**Document text**

┄┄┄┄┄┄┄┄┄┄

Tuesday, April 10, 2018

The Plastic Hotel

We checked into a hotel the other night, and the front desk clerk cheerily informed us that our room had just been renovated!  We were a little apprehensive, knowing how toxic building materials can be, but we figured we'd give it a try.

Stepping off the elevator, we found ourselves in a highly toxic soup.

The entire floor had recently been covered with a heavy-duty synthetic (plastic) commercial carpet, cemented to the floor with a toxic adhesive. The combination was enough to make your eyes water and your throat hurt.

The room itself was no better, with a new vinyl (plastic) floor, vinyl (plastic) wall covering, and wood-grain plastic furniture. We both felt dizzy from all the fumes.

Fortunately, not all the floors had been renovated, and we were eventually given a room on an "old fashioned" floor. But the experience made us think: how many people would just put up with the smell, and never associate their headache or nausea or dizziness with those toxic chemical exposures?

Hotels have a responsibility for the welfare of their guests, and should make certain that renovated areas are fully ventilated to allow toxic products to outgas before guests are booked in.

Plastic may make our life cheaper and in some cases, easier, but its impact on our health and our environment is significant.  

Thursday, April 5, 2018


In one of the iconic scenes from the 1967 movie The Graduate, the character played by Dustin Hoffman gets a word of advice from one of his father’s friend about his future. "Ben, I want to say one word to you. Just one word: Are you listening? Plastics, Ben. Plastics.”

There’s probably no way that author Charles Webb or screenwriters Buck Henry and Calder Willingham could have known how prescient that line was, but today, the same advice could be given to many college graduates, but with a completely different meaning.

┄┄┄┄┄┄┄┄┄┄

**To do**
• A. Reproduce the blog text on plastics word for word, starting with "Stepping off the" and going on through "all the fumes.".
• B. Carry on the blog text on plastics from the point where it stops.
The records after this text were taken from a separate source.

┄┄┄┄┄┄┄┄┄┄

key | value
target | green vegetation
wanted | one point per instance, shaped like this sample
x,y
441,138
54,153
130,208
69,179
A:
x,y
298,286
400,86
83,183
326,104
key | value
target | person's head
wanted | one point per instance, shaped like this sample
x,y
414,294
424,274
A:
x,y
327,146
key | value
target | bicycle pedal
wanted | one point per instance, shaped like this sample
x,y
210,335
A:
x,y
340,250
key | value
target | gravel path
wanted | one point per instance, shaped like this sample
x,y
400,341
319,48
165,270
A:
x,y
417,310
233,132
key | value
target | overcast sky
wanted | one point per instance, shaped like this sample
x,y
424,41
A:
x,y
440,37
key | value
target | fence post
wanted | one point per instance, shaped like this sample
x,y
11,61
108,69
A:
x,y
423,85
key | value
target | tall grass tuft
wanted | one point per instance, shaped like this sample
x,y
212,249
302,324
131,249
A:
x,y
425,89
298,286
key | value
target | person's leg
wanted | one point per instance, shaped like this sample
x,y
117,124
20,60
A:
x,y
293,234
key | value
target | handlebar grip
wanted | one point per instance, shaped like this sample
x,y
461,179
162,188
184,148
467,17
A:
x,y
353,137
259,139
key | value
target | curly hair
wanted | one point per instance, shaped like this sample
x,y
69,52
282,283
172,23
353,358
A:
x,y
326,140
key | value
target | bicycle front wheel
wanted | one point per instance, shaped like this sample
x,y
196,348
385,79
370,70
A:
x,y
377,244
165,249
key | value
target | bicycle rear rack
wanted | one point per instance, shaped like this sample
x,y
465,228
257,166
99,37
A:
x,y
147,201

┄┄┄┄┄┄┄┄┄┄

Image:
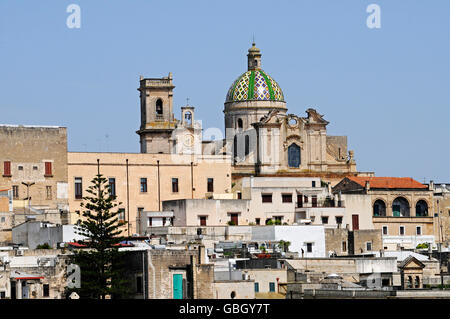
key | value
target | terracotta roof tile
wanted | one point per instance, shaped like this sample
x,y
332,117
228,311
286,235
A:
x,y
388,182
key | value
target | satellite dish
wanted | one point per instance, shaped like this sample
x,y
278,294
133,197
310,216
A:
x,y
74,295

┄┄┄┄┄┄┄┄┄┄

**Expected responses**
• A.
Stepping off the elevator, we found ourselves in a highly toxic soup.

The entire floor had recently been covered with a heavy-duty synthetic (plastic) commercial carpet, cemented to the floor with a toxic adhesive. The combination was enough to make your eyes water and your throat hurt.

The room itself was no better, with a new vinyl (plastic) floor, vinyl (plastic) wall covering, and wood-grain plastic furniture. We both felt dizzy from all the fumes.

• B.
In 1967, the word “plastic” was understood to mean something modern, advanced, wonderful. In the 1980s the word “plastic” carried a pejorative connotation, used to describe something cheap or flimsy. 

Today, the word plastic has taken on a new meaning: a worldwide pollutant. Plastic litters our streets, our parking lots and our beaches. It collects in giant gyers in our oceans, and now has been discovered in our drinking water, including our bottled drinking water. Plastic fibers from our clothes fill our lakes and rivers, and fish caught in some of our most pristine lakes have flesh filled with synthetic plastic fibers. 

This is a worldwide problem, and it won’t be solved overnight. But let’s start with this: be aware of the plastic around you, and do something every day to help stop the growing problem. Pick up a plastic bag or water bottle off the street. Recycle every possible piece of plastic you can. Bring your own bag to the store to avoid using single-use plastic bags. 

Today’s college grads may have a future in plastic, but that future will be figuring out a way to get ourselves out of the plastic mess we’ve gotten ourselves into. 

Wednesday, April 4, 2018

Green Body: Color Without Worry

Fear of grey hair seems to be a common phobia, right up there with fear of sharks. Unfortunately, numerous scientific studies have indicated a strong link between permanent hair dye and diseases such as bladder cancer, multiple myeloma (cancer of the blood cells) and non-Hodgkin's lymphoma. 

What to do? 

Don’t despair about your hair! Safe and beautiful vegetable-based hair dyes such as Herbatint and Naturtint are growing in popularity. Like the well known henna products which have been around for years, these products have no health risks associated with their use, and they leave your hair soft and manageable.